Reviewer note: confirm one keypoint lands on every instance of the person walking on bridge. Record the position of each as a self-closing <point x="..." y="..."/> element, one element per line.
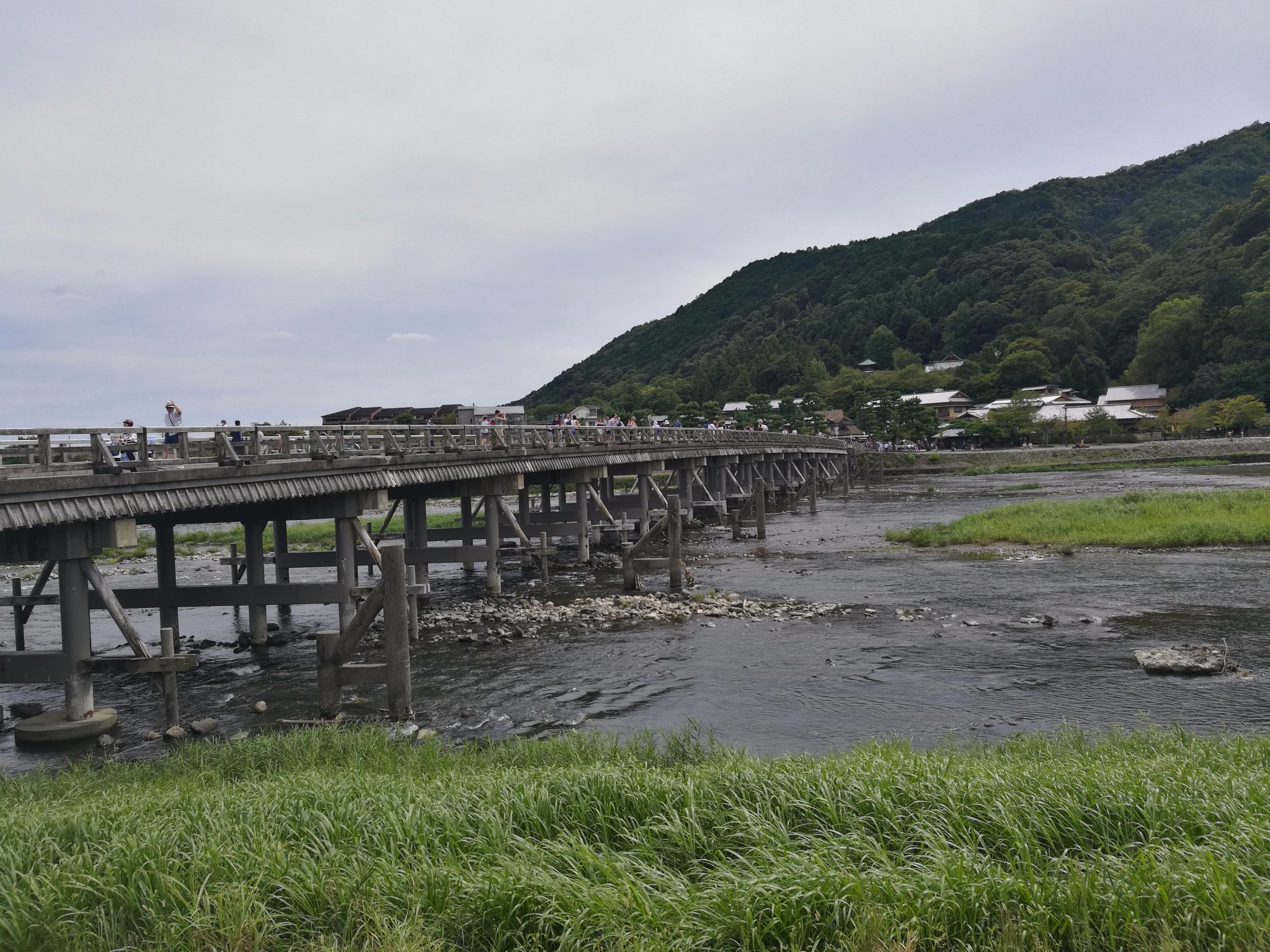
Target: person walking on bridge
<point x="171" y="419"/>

--

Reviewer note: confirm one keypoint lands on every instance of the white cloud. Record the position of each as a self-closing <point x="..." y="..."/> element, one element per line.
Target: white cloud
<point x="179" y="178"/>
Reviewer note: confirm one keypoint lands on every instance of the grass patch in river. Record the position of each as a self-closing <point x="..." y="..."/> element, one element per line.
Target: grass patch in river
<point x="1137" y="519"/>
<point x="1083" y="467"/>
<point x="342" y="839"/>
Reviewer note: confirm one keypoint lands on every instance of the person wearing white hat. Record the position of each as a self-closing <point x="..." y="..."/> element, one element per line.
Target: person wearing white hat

== Work instructions ==
Write out the data between the lines holding "the person wearing" and "Target: person wearing white hat", inclusive, replacing "white hat" with "straw hat" and leaving all else unchanged.

== The solution ==
Reviewer note: confirm one keypoint lands on every instance of the person wearing straw hat. Record the position of each as a self-closing <point x="..." y="..."/> element, one element per line.
Target: person wearing straw hat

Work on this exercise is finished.